## Prompt 1
Translate this sentence from the passage on Sudan's National Islamic Front regime into French: "School uniforms were replaced with combat fatigues and students engaged in paramilitary drills."

Alleged human rights abuses by the NIF regime included war crimes, ethnic cleansing, a revival of slavery, torture of opponents, and an unprecedented number of refugees fleeing into Uganda, Kenya, Eritrea, Egypt, Europe and North America. Repression of the "secular middle class" was "savage" and unprecedented for Sudan where "political customs" were relatively relaxed. "Purges and executions were carried out in the upper ranks" of the army, and civil and military officials were subjected to Islamist "reeducation". Opponents were forced into exile to prevent them from organizing an alternative to the regime.

International organizations denounced the routine interrogation and torture by security agencies in anonymous "ghost houses". To compensate for its lack of mass support the NIF employed paramilitary force made up of Fula tribesmen (traditionally agricultural day labourers) to "do its dirty work", the tribesmen being bound to the NIF because "they risked forfeiting everything should the NIF lose its grip on power." In interviews al-Turabi dismissed abuses as minimal and attributed them to the "extreme sensitively" of his opponents.

The NIF intensified the war against the south which was declared a jihad. School uniforms were replaced with combat fatigues and students engaged in paramilitary drills. Young students learned jihadist chants. On state television, actors simulated “weddings” between jihad martyrs and heavenly virgins (houris) on state television. Turabi also gave asylum and assistance to non-Sudanese jihadi, including Osama bin Laden and other Al-Qaeda members. They also placed Sadiq al-Mahdi in prison (despite the fact he was related to Turabi by marriage, the two had become bitter enemies by the mid-1980s). The regime also committed what are widely deemed to have been massive human rights violations against religious minorities, particularly in the south. Women in Sudan could face execution for adultery even in cases of rape. This was used by several soldiers in their war against the south.

The NIF also tried to position itself as the world's leading Sunni Islamist organization, leading the only Sunni Islamist state before the Taliban. Although critical of Saddam Hussein, al-Turabi held an anti-American Islamist conference during Operation Desert Storm, toward the end of supporting the Iraqi people in their war. During terrorism expert Steven Emerson's 1998 testimony before the United States Senate, he implicated the Sudanese National Islamic Front as partly responsible for the February 1993 World Trade Center bombing. That attack, on February 26, 1993, occurred on the 2nd anniversary of the retreat of Iraqi forces from Kuwait, thus ending the 1991 Gulf War.

Beginning in 1991, they also harbored Osama bin Laden for several years after the Saudis revoked his citizenship. It is suspected they hoped he could aid them through his wealth and construction company. However, eventually the NIF government deemed him too great a liability and banished him.

Bin Laden had been exiled to Sudan because he had publicly spoken out against the Saudi government for basing U.S. troops in Saudi Arabia in order to oppose Iraq's takeover of Kuwait. So although bin Laden and the NIF appeared to be on opposite sides of sympathy for or against the Iraqi invasion of Kuwait, they both found differing reasons for their greater and common concern, the presence and involvement of the United States in that region's conflict.

## Prompt 2
How many lines in the rows below contain the string "horizon"? Reply with the number only.

[Excerpts of pointing data]
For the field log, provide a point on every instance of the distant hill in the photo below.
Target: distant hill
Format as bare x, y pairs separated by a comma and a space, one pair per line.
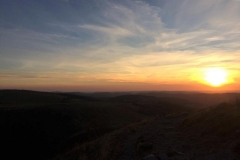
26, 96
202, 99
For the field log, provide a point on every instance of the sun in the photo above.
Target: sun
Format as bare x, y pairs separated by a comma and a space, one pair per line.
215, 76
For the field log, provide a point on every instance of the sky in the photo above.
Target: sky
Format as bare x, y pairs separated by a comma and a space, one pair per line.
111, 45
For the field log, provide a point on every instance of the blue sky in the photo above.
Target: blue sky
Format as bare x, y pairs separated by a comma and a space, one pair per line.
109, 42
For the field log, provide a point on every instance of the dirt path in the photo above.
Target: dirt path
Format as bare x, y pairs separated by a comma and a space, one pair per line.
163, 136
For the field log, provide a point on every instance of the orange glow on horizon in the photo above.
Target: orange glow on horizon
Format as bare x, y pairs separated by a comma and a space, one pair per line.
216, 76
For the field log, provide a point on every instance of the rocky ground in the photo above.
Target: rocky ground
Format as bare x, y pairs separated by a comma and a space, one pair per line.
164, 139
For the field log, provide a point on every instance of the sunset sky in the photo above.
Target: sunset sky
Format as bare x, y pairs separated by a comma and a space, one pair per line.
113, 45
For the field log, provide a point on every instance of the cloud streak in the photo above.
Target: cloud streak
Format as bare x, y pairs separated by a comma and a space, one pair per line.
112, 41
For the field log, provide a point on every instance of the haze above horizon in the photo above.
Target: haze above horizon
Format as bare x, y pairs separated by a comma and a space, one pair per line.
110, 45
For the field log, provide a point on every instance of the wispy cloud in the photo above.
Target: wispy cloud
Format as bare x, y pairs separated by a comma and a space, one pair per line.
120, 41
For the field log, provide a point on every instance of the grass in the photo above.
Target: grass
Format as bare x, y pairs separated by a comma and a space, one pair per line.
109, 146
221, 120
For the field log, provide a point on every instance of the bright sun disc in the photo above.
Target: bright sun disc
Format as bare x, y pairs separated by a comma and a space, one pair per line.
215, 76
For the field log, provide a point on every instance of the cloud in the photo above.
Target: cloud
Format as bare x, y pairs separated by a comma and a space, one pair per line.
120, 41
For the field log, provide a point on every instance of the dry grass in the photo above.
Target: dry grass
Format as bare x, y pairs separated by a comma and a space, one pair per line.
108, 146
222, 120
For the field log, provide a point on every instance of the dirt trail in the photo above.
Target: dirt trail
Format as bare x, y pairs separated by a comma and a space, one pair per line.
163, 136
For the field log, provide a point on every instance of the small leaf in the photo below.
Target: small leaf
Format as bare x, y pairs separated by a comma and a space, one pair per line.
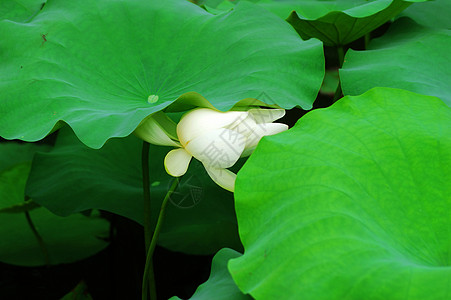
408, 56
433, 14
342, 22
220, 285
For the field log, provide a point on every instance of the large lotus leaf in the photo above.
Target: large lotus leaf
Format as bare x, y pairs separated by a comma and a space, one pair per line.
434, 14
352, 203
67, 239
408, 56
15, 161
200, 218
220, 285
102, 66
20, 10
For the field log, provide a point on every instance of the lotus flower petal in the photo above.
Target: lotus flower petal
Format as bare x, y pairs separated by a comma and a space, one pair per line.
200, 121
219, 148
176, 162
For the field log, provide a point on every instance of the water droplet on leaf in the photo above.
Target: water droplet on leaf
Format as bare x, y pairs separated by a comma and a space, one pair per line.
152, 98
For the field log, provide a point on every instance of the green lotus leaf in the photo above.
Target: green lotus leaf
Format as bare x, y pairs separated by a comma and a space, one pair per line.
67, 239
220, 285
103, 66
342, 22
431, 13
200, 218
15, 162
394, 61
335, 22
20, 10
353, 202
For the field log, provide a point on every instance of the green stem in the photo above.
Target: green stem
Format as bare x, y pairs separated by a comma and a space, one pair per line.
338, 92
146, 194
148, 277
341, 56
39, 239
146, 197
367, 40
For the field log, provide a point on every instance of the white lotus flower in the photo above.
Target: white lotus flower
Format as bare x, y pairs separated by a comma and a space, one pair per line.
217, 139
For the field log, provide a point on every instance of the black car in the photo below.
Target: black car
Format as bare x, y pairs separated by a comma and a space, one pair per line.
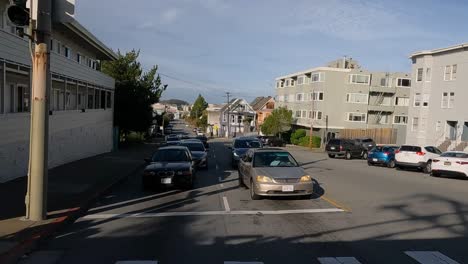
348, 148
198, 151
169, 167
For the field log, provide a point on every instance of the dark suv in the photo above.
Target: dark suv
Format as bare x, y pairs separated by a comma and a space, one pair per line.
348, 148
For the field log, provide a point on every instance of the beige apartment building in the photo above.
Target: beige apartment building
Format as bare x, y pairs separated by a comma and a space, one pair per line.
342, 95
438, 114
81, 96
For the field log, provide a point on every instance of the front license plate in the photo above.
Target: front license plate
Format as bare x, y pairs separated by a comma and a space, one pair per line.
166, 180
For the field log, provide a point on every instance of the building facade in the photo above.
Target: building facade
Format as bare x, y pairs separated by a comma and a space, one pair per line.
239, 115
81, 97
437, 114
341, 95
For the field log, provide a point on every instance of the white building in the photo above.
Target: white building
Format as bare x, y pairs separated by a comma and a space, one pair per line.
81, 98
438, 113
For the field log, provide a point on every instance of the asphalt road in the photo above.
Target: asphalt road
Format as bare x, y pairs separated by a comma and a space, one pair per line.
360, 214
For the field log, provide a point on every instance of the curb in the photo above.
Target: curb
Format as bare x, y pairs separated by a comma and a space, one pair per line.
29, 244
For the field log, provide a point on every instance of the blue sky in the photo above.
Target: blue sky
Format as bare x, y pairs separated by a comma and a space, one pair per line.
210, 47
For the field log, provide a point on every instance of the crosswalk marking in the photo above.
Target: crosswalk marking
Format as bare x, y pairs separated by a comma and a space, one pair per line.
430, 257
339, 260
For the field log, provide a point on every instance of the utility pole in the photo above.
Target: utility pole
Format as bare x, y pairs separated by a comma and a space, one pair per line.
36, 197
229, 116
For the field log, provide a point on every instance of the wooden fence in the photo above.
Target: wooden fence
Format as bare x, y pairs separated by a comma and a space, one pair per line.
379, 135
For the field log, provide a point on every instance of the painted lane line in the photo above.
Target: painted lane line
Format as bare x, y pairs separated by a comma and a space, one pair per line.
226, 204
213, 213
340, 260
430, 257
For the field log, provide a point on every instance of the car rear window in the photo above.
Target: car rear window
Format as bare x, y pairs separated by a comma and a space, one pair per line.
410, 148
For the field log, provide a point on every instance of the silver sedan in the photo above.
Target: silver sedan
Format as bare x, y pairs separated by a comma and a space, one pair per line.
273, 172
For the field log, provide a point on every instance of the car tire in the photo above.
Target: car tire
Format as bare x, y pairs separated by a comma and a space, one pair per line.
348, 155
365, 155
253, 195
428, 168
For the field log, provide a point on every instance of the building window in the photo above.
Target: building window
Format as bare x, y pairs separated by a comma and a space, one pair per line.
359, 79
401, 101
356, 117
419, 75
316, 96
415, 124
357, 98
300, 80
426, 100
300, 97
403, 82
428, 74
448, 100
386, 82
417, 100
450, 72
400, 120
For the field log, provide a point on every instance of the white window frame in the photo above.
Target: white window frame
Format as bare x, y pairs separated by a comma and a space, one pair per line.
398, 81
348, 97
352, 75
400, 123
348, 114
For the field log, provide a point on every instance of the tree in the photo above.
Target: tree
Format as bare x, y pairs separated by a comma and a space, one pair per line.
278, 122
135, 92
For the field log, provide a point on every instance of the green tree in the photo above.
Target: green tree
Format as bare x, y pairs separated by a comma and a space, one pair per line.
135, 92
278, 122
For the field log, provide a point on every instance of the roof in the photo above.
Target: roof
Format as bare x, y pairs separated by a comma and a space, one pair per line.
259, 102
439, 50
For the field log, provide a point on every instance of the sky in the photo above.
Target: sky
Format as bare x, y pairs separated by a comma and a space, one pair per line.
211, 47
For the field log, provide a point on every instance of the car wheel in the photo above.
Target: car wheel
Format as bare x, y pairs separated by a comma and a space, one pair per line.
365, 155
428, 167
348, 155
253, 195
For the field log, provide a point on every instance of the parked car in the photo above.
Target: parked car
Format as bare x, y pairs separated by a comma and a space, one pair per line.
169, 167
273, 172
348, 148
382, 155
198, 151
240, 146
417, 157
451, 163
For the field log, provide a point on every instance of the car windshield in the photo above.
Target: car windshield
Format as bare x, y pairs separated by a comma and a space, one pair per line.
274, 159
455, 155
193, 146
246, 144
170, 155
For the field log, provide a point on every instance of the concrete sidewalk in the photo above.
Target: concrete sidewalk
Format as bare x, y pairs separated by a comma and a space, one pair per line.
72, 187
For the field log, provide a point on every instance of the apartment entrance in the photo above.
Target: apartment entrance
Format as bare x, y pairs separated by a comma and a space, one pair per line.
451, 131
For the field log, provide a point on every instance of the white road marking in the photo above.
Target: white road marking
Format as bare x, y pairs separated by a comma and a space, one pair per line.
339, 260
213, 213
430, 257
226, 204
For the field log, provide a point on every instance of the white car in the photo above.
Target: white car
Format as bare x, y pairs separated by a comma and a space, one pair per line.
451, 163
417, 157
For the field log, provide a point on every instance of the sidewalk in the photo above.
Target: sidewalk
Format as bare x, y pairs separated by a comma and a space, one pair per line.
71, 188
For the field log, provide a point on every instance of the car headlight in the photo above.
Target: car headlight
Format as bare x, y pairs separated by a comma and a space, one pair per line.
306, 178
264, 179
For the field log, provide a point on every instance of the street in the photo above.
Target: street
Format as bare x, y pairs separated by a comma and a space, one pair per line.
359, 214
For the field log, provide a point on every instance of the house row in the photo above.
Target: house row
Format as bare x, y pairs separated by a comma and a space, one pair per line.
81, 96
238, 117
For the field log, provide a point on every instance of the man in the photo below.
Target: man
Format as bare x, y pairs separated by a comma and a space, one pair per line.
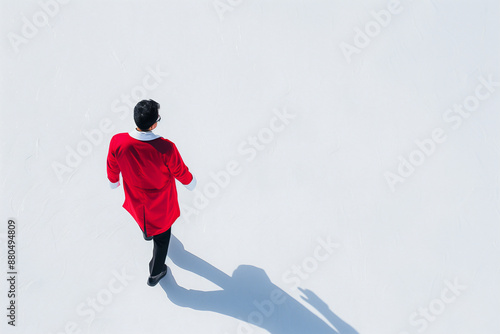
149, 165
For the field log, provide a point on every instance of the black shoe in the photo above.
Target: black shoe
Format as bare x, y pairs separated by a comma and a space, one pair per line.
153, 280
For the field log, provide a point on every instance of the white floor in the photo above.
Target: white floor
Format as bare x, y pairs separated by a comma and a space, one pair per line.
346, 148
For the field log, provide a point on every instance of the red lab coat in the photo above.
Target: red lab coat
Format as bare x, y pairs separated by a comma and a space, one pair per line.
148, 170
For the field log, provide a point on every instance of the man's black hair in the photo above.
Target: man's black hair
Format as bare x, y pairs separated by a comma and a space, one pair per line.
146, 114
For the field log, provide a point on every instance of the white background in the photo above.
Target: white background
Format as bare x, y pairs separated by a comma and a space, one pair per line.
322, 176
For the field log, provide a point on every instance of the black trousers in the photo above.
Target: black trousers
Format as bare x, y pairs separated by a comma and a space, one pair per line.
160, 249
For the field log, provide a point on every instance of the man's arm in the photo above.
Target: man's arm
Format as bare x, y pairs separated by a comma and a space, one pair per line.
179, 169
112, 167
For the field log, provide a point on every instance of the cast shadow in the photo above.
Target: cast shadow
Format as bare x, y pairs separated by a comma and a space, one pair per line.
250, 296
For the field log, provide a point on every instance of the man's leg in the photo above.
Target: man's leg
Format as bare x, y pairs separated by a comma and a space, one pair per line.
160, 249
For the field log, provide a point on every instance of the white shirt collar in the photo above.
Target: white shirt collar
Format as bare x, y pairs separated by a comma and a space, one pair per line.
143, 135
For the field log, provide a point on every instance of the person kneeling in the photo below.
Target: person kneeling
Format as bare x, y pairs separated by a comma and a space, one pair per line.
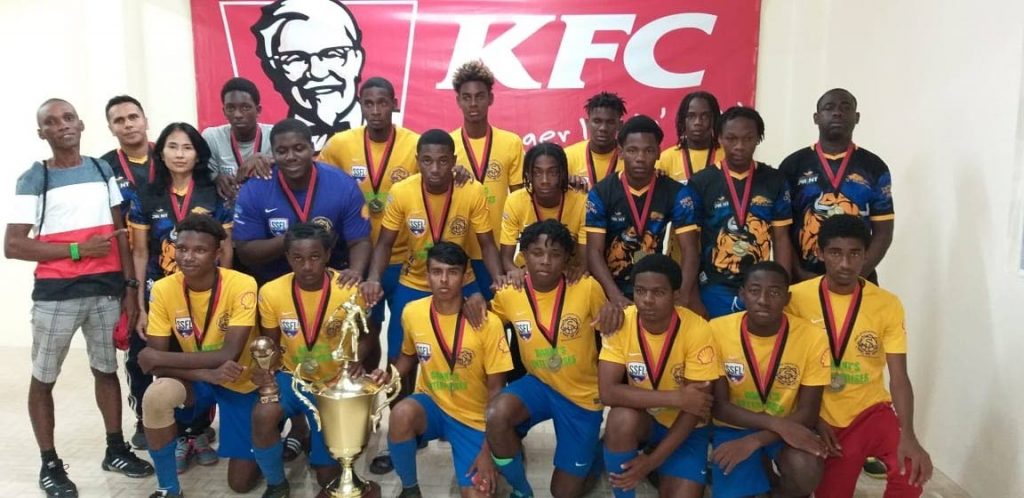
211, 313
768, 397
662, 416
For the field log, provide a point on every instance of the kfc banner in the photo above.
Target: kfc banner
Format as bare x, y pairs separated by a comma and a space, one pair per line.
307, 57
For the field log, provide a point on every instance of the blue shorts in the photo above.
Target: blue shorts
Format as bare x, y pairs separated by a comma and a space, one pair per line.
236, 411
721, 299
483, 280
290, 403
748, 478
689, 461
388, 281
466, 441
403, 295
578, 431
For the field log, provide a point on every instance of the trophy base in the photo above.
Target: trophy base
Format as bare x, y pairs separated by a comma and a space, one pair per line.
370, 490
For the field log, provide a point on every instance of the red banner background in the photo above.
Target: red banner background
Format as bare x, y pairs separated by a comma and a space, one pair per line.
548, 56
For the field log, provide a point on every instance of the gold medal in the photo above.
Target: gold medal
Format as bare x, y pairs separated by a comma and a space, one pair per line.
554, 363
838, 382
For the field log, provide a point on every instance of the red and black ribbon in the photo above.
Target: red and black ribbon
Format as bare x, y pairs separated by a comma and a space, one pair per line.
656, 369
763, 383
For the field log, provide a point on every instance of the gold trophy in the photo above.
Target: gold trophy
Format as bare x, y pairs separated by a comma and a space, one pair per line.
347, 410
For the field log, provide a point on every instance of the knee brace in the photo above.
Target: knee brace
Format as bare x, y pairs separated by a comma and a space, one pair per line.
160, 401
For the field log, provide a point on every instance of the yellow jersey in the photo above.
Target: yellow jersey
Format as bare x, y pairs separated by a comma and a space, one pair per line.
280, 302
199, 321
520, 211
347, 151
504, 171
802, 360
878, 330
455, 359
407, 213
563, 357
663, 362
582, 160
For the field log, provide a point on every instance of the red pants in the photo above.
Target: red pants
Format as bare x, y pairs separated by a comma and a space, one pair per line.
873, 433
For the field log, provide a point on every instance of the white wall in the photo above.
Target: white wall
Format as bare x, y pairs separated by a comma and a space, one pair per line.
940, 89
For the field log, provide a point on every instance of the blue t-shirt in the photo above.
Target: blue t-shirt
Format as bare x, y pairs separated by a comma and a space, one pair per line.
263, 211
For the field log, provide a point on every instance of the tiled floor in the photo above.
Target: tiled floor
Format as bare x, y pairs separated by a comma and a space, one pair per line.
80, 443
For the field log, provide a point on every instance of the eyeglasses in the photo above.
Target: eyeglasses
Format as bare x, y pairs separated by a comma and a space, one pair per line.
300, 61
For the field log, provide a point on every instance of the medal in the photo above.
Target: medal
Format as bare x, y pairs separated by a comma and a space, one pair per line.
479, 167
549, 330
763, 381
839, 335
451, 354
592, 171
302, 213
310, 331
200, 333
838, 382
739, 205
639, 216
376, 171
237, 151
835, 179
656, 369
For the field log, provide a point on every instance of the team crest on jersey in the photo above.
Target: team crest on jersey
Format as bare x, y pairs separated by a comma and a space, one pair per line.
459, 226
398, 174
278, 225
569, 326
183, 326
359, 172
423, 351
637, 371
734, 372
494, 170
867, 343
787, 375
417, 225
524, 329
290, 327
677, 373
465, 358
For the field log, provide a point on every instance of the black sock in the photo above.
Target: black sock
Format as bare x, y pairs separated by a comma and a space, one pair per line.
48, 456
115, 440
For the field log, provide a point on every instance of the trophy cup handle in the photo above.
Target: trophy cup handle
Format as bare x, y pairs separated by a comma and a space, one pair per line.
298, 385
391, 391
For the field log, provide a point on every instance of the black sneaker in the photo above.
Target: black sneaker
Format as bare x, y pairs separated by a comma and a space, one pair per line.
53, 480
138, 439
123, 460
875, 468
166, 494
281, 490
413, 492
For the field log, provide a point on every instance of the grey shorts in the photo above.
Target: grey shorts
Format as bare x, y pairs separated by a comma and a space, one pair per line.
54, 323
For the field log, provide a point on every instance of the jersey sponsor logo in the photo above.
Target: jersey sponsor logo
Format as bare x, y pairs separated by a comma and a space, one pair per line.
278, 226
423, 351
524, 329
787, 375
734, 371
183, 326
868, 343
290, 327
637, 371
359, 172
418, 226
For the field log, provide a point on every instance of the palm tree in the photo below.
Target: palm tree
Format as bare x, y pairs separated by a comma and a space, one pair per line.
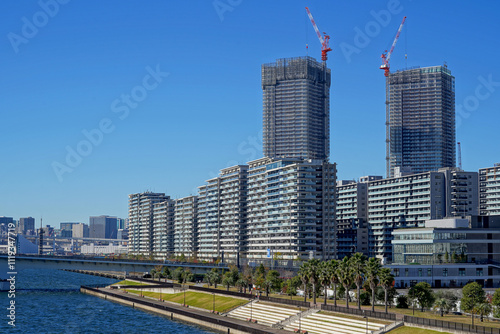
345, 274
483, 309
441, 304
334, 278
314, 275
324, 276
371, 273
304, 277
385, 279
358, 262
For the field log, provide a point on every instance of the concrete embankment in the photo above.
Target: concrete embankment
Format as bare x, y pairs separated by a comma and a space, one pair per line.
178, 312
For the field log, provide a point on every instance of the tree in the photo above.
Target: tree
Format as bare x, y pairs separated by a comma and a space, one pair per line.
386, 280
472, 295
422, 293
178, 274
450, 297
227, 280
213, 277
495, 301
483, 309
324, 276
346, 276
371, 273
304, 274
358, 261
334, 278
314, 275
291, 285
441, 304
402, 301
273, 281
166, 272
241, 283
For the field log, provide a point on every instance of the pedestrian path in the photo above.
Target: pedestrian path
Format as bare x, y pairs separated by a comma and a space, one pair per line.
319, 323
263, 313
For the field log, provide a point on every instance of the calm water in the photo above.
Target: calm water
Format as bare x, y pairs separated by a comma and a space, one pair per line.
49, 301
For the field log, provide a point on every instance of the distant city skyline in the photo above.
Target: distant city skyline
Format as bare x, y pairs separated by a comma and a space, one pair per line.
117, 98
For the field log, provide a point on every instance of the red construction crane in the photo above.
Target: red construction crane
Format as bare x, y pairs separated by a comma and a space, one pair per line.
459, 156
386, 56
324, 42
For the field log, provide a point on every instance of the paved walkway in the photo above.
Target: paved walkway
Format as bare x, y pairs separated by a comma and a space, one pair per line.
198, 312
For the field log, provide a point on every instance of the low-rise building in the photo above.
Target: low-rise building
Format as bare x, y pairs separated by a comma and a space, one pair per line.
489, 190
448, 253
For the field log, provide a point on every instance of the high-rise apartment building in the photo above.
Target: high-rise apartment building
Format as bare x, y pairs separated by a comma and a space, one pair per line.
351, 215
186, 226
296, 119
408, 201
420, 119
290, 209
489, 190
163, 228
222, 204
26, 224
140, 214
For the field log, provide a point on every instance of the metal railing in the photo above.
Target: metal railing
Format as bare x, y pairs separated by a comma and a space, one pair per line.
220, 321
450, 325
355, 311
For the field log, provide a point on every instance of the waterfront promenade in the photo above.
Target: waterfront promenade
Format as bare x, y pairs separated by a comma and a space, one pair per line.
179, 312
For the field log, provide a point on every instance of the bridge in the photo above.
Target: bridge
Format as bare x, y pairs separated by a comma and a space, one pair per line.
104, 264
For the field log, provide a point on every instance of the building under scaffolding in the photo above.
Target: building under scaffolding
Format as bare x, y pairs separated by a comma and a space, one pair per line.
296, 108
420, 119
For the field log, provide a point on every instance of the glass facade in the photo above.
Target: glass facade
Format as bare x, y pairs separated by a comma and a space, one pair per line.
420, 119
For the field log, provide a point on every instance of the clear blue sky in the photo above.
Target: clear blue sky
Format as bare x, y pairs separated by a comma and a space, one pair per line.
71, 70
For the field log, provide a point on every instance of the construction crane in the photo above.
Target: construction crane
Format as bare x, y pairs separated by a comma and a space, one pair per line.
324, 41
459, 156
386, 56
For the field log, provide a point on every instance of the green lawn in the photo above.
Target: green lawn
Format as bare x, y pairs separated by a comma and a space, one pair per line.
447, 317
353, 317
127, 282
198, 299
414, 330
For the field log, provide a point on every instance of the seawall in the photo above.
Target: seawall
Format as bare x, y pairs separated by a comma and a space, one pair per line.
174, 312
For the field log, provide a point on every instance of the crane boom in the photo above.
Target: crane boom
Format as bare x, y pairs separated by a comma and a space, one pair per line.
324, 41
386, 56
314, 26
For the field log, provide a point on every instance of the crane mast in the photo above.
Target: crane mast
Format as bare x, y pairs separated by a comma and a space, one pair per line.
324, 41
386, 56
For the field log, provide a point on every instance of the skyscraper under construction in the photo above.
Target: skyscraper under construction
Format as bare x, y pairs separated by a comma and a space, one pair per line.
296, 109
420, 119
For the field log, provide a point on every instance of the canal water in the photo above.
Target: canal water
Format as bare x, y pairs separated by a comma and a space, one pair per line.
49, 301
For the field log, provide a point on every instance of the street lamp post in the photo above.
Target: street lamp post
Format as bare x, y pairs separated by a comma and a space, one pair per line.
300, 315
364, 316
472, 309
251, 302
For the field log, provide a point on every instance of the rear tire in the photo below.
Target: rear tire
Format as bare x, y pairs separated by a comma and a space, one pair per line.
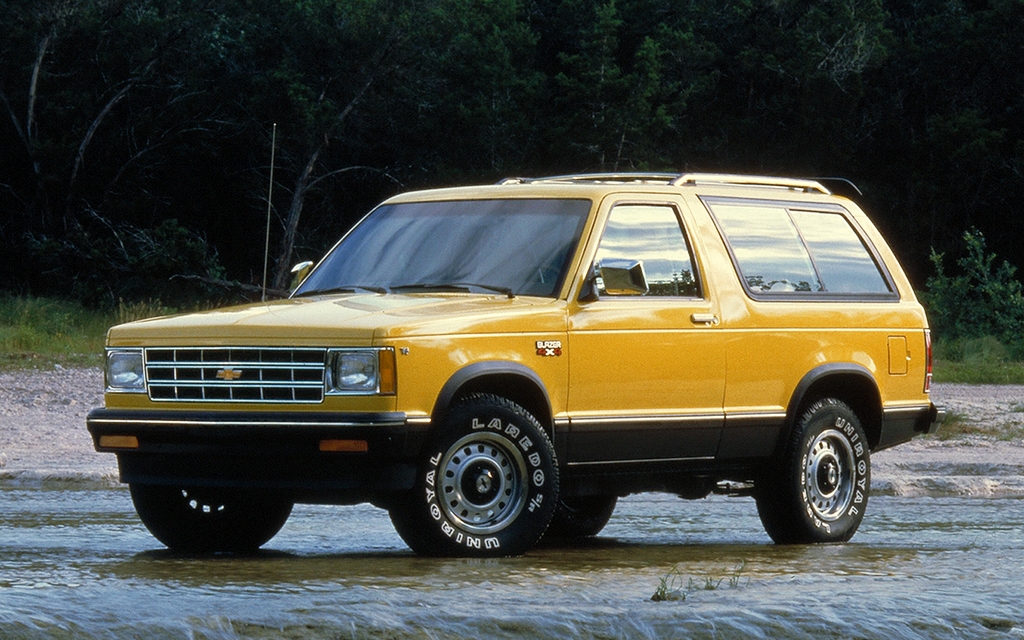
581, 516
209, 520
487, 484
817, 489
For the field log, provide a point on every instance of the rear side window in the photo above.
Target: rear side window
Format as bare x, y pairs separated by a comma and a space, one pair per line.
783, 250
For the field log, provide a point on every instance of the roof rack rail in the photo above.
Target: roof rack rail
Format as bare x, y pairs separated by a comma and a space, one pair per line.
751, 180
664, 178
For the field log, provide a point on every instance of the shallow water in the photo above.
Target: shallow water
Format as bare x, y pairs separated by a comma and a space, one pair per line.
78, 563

## Correct answer 1
Les uniformes scolaires ont été remplacés par des tenues de combat et les élèves ont participé à des exercices paramilitaires.

## Correct answer 2
4